WHAT TO PRODUCE: Format the entries from the beginning through the line containing "(1264, 552)" as a numbered list, omitting any blank lines.

DATA SHOWN:

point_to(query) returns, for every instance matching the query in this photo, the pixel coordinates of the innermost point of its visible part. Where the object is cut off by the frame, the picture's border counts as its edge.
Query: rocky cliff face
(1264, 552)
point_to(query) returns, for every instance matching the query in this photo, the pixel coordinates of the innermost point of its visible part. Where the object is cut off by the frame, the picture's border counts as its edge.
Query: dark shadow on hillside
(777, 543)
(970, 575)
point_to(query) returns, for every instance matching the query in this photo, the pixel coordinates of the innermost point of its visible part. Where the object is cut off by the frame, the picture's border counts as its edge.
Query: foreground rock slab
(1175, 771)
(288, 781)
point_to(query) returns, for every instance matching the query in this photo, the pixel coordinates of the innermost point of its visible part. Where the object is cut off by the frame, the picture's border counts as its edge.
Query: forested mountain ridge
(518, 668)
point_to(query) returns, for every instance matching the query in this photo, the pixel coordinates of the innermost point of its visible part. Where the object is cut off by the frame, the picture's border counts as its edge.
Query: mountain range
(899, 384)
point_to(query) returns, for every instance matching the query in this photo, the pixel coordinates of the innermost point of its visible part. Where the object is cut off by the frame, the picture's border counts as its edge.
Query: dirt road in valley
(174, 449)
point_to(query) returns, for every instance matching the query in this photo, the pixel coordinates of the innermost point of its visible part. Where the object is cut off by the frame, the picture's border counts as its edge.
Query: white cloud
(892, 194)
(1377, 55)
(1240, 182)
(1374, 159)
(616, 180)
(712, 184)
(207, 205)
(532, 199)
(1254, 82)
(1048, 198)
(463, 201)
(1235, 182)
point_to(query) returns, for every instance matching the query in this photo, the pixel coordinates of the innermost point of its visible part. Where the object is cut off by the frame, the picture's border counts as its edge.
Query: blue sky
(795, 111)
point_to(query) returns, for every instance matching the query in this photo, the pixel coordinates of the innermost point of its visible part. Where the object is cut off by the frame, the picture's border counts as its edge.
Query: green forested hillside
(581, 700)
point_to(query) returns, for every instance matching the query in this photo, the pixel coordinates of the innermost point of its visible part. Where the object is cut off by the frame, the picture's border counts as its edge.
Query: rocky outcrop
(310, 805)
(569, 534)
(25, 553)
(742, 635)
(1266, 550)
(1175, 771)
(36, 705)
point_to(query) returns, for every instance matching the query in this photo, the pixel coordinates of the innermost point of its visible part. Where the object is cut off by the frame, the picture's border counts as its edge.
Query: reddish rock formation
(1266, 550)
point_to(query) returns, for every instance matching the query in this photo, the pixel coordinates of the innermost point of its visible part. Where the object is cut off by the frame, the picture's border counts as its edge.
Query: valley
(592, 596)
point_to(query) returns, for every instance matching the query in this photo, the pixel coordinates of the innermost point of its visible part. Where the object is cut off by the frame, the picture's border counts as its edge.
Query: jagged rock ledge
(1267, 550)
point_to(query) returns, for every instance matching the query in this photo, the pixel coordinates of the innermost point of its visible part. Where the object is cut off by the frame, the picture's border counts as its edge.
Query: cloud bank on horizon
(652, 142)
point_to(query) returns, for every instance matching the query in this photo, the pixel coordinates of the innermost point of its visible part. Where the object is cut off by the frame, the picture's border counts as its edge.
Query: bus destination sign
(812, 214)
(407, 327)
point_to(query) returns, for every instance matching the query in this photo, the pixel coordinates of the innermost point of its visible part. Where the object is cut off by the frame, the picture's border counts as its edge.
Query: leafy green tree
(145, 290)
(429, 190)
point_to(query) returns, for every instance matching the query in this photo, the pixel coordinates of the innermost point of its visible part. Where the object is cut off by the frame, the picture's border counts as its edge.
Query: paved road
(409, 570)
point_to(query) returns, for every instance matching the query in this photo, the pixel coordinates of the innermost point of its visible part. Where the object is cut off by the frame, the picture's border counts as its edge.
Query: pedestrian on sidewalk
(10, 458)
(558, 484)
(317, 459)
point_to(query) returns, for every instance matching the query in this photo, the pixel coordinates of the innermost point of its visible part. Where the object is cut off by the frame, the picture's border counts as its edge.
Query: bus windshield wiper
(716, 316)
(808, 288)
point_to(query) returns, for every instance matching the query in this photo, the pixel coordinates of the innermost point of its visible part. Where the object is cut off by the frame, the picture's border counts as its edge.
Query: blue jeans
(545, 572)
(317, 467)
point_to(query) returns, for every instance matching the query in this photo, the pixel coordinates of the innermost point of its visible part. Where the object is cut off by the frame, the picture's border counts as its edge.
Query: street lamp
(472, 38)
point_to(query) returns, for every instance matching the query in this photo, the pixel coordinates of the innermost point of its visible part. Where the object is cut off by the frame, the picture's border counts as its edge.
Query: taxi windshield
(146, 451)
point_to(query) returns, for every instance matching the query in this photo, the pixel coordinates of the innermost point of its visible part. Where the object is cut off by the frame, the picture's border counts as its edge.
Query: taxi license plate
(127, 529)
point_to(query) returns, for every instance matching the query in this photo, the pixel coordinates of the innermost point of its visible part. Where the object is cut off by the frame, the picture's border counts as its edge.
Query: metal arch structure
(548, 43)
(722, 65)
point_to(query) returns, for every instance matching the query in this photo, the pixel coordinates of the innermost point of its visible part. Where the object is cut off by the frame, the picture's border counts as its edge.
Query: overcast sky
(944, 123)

FINAL RESULT:
1. point_to(query) returns, for every instance matching the query in this photo, the pixel coordinates of the innermost point of its visible part. Where the object is cut off by the frame, the picture's border counts as its edge.
2. Query: rocky cliff face
3. (1264, 552)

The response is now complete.